---- STORED DATA
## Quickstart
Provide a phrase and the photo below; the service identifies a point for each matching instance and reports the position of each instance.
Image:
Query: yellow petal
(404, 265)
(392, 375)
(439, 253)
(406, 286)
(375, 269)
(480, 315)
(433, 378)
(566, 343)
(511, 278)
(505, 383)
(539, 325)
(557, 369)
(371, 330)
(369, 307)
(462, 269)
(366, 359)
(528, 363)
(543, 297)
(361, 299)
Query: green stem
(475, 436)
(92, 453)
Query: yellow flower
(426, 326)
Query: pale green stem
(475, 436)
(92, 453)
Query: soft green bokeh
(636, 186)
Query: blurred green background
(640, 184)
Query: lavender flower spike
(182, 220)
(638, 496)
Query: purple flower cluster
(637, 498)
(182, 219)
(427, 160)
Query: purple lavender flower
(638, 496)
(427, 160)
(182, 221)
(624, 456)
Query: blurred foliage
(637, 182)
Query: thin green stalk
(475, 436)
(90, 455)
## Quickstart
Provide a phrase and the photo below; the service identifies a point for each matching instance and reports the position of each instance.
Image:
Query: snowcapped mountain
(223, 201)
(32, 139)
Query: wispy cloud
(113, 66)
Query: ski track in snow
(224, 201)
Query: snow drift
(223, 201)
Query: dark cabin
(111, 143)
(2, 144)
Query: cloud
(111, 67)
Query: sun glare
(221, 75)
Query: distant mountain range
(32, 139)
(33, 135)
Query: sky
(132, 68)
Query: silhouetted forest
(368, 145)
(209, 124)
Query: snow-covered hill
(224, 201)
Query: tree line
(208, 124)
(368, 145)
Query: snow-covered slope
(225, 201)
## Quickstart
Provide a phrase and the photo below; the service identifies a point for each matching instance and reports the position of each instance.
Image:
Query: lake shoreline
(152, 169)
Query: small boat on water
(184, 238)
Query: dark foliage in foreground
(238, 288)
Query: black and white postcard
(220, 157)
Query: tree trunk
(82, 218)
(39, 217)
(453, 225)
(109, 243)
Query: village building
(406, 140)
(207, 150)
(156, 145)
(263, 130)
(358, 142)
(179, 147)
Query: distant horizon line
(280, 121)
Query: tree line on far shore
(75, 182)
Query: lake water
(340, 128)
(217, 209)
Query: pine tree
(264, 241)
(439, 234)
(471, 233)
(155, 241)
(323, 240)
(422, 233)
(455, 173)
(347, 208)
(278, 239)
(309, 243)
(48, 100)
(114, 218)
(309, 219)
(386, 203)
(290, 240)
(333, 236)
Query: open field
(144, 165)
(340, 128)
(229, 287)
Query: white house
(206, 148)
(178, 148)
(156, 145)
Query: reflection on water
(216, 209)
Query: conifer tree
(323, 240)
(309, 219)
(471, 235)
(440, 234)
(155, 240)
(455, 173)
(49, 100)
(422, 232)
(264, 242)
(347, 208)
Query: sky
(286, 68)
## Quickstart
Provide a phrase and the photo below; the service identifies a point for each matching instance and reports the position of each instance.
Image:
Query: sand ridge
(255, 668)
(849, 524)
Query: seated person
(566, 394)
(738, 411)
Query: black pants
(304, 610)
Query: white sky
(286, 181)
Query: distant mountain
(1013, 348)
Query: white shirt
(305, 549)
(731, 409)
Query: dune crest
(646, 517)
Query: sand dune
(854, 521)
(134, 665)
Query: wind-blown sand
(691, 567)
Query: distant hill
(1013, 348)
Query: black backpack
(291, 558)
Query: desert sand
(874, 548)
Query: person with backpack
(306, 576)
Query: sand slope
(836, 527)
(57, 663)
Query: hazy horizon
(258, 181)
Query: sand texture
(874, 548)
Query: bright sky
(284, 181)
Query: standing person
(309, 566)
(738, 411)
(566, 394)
--------
Set down, word for word, every line from the line that holds "Query: white shirt" to the end of the entries above, including both ends.

Query: white shirt
(305, 549)
(731, 409)
Query: dune crest
(646, 517)
Query: sand dune
(854, 521)
(134, 665)
Query: wind-blown sand
(691, 567)
Query: distant hill
(1013, 348)
Query: black backpack
(291, 558)
Query: desert sand
(874, 548)
Query: person with backpack
(306, 576)
Query: sand slope
(836, 527)
(57, 663)
Query: hazy horizon
(258, 181)
Query: sand texture
(874, 548)
Query: bright sky
(284, 181)
Query: standing person
(309, 566)
(738, 411)
(566, 394)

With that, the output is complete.